> [SUPPLIED ENTRIES]:
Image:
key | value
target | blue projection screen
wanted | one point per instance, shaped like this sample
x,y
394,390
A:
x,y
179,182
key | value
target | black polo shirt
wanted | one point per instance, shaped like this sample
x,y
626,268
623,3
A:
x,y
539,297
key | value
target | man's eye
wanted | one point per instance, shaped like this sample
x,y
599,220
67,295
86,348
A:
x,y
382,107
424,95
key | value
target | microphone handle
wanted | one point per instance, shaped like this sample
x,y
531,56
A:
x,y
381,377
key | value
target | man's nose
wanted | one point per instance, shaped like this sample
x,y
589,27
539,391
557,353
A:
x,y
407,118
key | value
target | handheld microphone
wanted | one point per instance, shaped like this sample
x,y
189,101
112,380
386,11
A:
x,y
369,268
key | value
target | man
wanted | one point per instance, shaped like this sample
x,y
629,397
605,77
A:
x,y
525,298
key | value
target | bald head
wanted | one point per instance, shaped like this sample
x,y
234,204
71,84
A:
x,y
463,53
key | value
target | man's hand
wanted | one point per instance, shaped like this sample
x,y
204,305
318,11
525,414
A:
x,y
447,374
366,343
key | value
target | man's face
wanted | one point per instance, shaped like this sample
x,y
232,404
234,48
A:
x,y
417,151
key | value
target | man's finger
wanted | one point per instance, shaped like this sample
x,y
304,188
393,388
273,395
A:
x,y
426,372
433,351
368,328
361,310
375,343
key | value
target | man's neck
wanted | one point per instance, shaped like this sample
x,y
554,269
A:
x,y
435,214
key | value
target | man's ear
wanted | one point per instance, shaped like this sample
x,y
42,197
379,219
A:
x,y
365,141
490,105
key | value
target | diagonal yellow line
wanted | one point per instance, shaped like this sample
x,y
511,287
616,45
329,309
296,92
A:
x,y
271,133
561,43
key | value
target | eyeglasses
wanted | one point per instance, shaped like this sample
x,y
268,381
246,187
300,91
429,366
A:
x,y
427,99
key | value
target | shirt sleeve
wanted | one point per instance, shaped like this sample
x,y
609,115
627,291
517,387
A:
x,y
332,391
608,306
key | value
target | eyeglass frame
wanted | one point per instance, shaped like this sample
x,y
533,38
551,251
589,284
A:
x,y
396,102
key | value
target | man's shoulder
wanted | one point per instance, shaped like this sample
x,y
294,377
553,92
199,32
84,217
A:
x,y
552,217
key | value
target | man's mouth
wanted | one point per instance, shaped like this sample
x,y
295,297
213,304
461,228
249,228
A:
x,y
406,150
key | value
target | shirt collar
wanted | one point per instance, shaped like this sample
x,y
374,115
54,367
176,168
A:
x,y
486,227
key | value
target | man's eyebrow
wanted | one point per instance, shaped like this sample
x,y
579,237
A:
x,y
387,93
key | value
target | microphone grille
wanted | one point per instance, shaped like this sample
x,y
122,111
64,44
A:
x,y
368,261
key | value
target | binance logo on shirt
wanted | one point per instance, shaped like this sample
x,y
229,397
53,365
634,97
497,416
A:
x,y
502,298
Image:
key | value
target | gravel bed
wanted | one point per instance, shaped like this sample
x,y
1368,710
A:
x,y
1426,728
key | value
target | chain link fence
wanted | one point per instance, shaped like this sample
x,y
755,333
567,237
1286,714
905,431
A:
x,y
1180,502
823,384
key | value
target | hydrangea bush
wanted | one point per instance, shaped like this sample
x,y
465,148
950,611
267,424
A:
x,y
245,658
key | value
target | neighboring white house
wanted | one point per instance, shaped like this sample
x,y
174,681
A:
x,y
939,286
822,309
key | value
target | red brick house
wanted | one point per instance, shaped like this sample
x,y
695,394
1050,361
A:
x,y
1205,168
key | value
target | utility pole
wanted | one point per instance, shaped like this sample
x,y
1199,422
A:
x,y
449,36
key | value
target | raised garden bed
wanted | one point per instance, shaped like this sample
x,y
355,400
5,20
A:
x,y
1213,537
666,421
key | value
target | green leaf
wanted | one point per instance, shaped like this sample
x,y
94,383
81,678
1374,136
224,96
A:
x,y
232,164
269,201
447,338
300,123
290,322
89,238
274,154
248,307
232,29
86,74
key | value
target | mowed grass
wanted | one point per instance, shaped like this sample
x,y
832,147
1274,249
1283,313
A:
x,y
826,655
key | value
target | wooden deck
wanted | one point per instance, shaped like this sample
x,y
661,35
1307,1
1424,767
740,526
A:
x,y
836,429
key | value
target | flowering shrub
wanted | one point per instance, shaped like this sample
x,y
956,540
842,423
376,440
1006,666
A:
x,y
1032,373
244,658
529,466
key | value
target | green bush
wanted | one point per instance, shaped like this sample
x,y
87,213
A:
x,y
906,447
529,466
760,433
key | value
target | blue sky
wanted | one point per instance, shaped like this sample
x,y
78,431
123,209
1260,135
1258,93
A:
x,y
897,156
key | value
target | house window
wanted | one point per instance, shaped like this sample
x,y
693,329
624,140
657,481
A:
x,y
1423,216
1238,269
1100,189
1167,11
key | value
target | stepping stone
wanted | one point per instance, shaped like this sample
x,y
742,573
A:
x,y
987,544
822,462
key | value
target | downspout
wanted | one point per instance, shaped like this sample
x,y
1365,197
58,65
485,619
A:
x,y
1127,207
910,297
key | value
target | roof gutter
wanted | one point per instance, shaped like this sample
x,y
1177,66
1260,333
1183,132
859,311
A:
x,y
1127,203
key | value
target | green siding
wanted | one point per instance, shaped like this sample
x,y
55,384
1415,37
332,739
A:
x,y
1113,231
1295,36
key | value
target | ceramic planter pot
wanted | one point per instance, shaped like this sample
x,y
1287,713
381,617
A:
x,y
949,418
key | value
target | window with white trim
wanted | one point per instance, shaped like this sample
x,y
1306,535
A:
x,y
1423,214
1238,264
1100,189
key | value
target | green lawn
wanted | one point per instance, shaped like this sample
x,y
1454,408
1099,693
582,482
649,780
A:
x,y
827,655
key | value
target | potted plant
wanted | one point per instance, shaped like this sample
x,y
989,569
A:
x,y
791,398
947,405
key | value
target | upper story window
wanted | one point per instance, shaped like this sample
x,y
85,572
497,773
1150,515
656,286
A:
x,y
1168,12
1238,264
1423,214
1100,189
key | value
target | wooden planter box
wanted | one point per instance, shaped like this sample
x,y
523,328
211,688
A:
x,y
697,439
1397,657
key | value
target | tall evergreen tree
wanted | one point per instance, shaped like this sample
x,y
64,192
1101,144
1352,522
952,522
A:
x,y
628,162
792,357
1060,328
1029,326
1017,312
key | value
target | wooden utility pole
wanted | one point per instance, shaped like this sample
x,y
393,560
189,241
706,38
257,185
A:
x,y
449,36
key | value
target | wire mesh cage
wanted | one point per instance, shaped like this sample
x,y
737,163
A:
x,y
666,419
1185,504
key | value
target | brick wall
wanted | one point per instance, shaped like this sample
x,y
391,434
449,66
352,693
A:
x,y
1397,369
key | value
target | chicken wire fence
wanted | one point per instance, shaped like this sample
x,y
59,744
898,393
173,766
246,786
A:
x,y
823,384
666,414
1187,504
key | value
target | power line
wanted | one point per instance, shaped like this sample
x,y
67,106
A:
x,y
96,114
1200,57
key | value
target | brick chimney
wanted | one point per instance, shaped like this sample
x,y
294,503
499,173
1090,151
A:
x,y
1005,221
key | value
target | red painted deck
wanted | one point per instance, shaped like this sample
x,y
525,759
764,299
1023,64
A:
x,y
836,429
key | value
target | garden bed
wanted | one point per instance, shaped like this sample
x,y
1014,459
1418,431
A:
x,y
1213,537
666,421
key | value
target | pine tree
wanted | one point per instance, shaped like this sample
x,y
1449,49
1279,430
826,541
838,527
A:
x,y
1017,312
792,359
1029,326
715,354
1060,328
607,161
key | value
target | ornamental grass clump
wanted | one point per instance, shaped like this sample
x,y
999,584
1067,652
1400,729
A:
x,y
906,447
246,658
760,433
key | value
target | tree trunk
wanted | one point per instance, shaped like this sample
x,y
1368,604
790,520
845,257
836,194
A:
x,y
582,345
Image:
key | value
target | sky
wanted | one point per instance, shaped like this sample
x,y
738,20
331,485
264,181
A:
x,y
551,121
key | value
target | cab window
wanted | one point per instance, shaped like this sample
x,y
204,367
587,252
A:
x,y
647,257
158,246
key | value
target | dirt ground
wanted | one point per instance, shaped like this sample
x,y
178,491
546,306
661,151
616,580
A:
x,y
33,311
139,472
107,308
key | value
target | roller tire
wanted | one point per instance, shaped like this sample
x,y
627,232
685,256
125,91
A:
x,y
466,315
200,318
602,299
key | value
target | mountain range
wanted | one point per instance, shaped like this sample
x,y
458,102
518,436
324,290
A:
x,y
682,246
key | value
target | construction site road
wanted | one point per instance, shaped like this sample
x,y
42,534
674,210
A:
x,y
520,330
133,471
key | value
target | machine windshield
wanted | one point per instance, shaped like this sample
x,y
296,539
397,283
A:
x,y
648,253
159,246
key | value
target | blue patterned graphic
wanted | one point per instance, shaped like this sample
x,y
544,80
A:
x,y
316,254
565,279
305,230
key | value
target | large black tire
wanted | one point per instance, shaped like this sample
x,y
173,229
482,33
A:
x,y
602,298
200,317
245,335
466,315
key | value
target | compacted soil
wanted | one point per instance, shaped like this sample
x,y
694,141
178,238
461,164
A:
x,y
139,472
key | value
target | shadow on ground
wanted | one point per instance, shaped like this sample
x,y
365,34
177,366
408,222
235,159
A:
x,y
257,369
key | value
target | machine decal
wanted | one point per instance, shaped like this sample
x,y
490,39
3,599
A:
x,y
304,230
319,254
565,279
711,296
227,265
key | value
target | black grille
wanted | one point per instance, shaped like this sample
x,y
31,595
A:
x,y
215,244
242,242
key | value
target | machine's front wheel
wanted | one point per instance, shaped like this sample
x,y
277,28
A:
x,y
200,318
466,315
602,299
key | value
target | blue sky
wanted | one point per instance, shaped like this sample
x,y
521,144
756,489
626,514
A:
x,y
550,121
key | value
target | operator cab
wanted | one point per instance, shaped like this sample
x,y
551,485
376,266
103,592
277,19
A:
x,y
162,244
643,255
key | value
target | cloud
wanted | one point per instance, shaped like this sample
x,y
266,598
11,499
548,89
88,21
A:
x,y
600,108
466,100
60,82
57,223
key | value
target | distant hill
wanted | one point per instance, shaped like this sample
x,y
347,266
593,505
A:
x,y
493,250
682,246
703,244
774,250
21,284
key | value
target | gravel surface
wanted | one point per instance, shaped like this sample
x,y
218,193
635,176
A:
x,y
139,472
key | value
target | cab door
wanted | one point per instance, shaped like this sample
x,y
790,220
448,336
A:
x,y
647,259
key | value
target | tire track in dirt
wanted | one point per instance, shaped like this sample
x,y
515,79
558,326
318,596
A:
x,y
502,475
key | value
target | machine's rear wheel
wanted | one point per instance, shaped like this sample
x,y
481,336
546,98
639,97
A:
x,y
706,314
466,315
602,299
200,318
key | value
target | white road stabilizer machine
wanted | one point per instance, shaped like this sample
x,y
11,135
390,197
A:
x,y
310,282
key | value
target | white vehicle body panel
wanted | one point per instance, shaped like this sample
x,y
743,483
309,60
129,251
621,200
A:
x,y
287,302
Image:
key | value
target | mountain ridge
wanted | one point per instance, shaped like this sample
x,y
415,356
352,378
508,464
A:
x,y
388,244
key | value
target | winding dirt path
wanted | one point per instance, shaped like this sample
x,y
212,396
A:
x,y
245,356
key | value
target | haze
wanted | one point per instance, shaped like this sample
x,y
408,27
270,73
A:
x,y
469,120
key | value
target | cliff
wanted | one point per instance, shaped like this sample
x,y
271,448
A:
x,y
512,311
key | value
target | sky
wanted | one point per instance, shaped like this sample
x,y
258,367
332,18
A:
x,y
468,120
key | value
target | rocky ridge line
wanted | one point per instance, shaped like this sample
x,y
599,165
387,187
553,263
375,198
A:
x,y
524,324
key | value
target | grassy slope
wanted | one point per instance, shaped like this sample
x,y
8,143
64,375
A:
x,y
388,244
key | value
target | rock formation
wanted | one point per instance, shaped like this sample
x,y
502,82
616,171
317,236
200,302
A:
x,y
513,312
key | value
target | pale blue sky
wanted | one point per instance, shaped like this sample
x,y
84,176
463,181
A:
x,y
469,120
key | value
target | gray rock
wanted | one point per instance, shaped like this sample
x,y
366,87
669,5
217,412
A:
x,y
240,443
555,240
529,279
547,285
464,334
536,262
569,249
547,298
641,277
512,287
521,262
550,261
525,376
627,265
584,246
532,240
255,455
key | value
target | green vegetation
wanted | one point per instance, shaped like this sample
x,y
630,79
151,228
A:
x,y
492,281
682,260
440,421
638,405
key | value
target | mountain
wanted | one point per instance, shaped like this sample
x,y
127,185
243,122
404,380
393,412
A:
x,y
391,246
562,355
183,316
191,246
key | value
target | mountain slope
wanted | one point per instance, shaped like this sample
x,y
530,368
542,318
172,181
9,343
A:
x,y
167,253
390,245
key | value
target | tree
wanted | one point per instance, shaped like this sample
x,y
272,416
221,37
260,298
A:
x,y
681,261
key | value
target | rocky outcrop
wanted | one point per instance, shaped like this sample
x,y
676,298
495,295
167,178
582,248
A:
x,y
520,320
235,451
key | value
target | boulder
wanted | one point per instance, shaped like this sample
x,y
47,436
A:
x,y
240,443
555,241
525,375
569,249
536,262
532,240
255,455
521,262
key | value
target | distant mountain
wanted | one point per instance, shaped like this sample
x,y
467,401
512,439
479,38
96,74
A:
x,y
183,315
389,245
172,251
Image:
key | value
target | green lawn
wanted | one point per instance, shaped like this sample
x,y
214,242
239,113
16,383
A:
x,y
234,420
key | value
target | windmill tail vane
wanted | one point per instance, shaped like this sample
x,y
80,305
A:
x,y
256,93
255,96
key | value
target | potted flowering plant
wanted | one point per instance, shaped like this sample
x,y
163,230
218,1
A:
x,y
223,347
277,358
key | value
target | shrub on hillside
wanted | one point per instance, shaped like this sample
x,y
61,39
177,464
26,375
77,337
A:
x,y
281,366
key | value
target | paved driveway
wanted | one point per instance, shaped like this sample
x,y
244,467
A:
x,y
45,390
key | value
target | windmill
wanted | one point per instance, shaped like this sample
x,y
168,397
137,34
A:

> [WRITTEN EXERCISE]: Tally the lines in the data above that contain the word "tire", treating case as significant, and give only the number.

> [ANSWER TO THIS TASK]: 3